Skutecznie zwalczyć zagrożenie koronawirusem pozwoli reżim sanitarny w połączeniu ze szczepieniami - podkreślił profesor Maciej Banach z Instytutu Centrum Zdrowia Matki Polki w Łodzi. - Nie chciałbym, aby fakt bliskiej perspektywy szczepionki był dla kogokolwiek usprawiedliwieniem zaniechania dotychczasowych metod zabezpieczenia - zaznaczył.
Znane są wyniki fazy badań klinicznych trzech potencjalnych szczepionek przeciw COVID-19. Specyfik jeden z firm - Pfizer - może być dostępny dla pierwszych osób w grudniu tego roku. Unia Europejska zamówiła 300 milionów dawek na jedną ze szczepionek, z czego Polsce przypadnie 18 milionów. Jak zapowiedział premier Mateusz Morawiecki, pierwsze dostawy mają trafić do naszego kraju około 18 stycznia 2021 roku.
- Nie chciałbym, aby fakt bliskiej perspektywy szczepionki był dla kogokolwiek usprawiedliwieniem zaniechania dotychczasowych metod zabezpieczenia - powiedział profesor Maciej Banach, kardiolog, lipidolog, dyrektor Instytutu Centrum Zdrowia Matki Polki w Łodzi.

★ ★ ★ ★

_POLECENIE 1_
Przytocz z tekstu o szczepieniach przeciw COVID-19 wszystko od słów „Skutecznie zwalczyć zagrożenie” aż do słów „zabezpieczenia - zaznaczył.”.
_POLECENIE 2_
Napisz dalszy ciąg tekstu o szczepieniach przeciw COVID-19, zaczynając od miejsca, w którym się kończy.

_DOSTARCZONE DANE_
★ ★ ★ ★

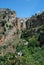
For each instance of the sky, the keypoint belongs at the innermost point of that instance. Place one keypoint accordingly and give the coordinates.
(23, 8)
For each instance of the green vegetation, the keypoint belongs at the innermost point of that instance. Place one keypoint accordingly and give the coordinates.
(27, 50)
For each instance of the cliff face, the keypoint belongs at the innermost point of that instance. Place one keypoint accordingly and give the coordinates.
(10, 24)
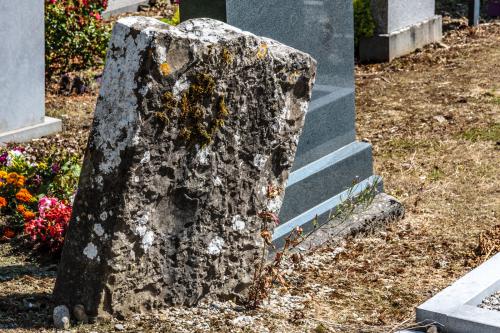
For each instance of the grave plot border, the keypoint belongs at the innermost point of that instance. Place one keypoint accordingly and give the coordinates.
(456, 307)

★ ★ ★ ★

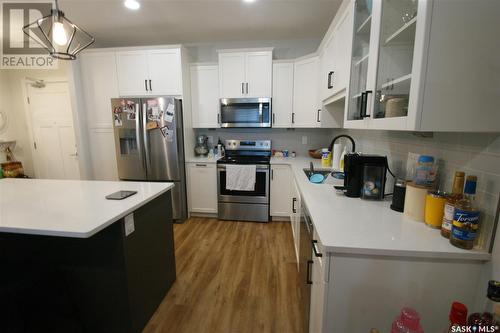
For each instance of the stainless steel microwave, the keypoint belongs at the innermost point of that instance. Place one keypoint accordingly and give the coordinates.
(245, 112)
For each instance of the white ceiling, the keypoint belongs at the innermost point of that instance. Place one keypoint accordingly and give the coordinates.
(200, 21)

★ ★ ★ ★

_TWOJA ODPOWIEDŹ 1_
Skutecznie zwalczyć zagrożenie koronawirusem pozwoli reżim sanitarny w połączeniu ze szczepieniami - podkreślił profesor Maciej Banach z Instytutu Centrum Zdrowia Matki Polki w Łodzi. - Nie chciałbym, aby fakt bliskiej perspektywy szczepionki był dla kogokolwiek usprawiedliwieniem zaniechania dotychczasowych metod zabezpieczenia - zaznaczył.

_TWOJA ODPOWIEDŹ 2_
Jak zaapelował lekarz, "przed masowymi szczepieniami nadal utrzymujmy dystans, stosujmy dezynfekcję, nośmy maseczkę". - Wtedy te metody, razem ze szczepieniami, pozwolą skutecznie zwalczyć koronawirusa - podkreślił.
Nie odkładać wizyt lekarskich
W październiku znacznie wzrosła liczba nowych zakażeń SARS-CoV-2 względem poprzednich miesięcy. Zdaniem lekarza spowodowało to ponowny wzrost obserwowanego już wiosną zjawiska odkładania wizyt lekarskich, diagnostyki zabiegów i operacji, szczególnie jeśli chodzi o schorzenia płuc i choroby serca.
- Apelowaliśmy: nie czekaj, bo w szpitalu masz znacznie mniejsze ryzyko zakażenia niż na stacji benzynowej czy w sklepie - przypomniał specjalista. - Październik był ciężki, ale jest jedna rzecz, która wyróżnia ten okres w porównaniu z pierwszą falą. Nawet wtedy, kiedy jest rekordowa liczba zakażeń, wiemy, jak postępować - mówił. Zapewnił, że lekarze wiedzą, jak podczas pandemii skutecznie i bezpiecznie pacjenta zdiagnozować i leczyć. Zdaniem prof. Banacha możliwość czasowego zawieszenia leczenia przy rozmaitych schorzeniach podczas epidemii należy rozpatrywać bardzo indywidualnie.
"U jednego pacjenta nic się nie stanie, a drugi może dostać zawału"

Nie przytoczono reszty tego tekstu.